Reading passage>
════

# JJ's road to obscurity



## Tiz (May 9, 2005)

Great article. 

:cheers:


----------



## Kekai (Jan 12, 2005)

Great article



> Joe Johnson is just taking care of his family, I'm sure of it. He is doing the best thing for his loved ones, trying to give them the security he never knew, and pay them back for all their sacrifices while he pursued his dream to be a 'baller.
> 
> On the other hand, he is going from the Phoenix Suns to the Atlanta Hawks, which means:
> 
> ...


----------



## Starbury03 (Aug 12, 2003)

I dont agree with this, sounds like hating. What will happen when he turns the Hawks around and the Suns fall off.


----------



## BootyKing (Apr 7, 2005)

well the hawks wont be good this year they may be in a few years but as soon as this starts happening there young guns will be out of their rookie contacts and up for extentions. With JJ who yet doesnt but may deserve a MAX contract they will not be able to keep these players if they are going to be as good as people think, and if they arent as good as their potential then they wont be a good team we will have to see in a few years. I wish JJ the best i dont agree with his decision but i hope he plays well.


----------



## Starbury03 (Aug 12, 2003)

════

Entries supplied>
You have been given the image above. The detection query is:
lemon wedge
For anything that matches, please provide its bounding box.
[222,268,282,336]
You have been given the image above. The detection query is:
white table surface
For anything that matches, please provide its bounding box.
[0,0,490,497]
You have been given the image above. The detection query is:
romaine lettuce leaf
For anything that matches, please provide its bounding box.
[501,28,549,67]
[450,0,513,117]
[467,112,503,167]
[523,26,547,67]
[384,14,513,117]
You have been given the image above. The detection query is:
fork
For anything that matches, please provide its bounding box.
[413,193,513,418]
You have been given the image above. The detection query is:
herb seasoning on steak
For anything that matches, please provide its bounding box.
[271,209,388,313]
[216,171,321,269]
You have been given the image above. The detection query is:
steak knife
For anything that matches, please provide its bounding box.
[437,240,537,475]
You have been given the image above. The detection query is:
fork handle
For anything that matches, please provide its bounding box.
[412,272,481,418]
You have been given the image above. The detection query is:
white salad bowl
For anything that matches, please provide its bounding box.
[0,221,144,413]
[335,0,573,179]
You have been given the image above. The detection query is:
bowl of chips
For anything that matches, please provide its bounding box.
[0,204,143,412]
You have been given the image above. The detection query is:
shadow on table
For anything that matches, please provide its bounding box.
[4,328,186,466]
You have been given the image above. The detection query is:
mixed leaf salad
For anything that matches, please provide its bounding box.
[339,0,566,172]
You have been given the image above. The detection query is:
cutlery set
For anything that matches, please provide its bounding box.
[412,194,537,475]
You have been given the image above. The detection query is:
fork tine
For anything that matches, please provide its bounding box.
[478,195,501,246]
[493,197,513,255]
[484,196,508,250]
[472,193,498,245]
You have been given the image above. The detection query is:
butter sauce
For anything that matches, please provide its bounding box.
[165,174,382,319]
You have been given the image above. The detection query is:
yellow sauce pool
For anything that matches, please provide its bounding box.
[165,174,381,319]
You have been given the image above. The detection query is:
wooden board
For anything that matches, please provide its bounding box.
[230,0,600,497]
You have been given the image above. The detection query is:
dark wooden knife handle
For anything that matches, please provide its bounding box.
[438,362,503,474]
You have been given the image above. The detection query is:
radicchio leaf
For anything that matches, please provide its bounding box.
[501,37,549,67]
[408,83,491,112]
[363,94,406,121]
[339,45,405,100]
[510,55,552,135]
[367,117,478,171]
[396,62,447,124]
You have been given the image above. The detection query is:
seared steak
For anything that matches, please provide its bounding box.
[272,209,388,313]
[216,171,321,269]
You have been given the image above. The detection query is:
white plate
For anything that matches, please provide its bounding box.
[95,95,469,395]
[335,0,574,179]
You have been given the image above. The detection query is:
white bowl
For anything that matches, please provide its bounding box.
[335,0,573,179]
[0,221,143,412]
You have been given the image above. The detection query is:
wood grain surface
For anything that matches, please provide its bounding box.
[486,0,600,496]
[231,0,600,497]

════

In the forum thread, which team does the quoted article say Joe Johnson is going to?

The response>
The Atlanta Hawks.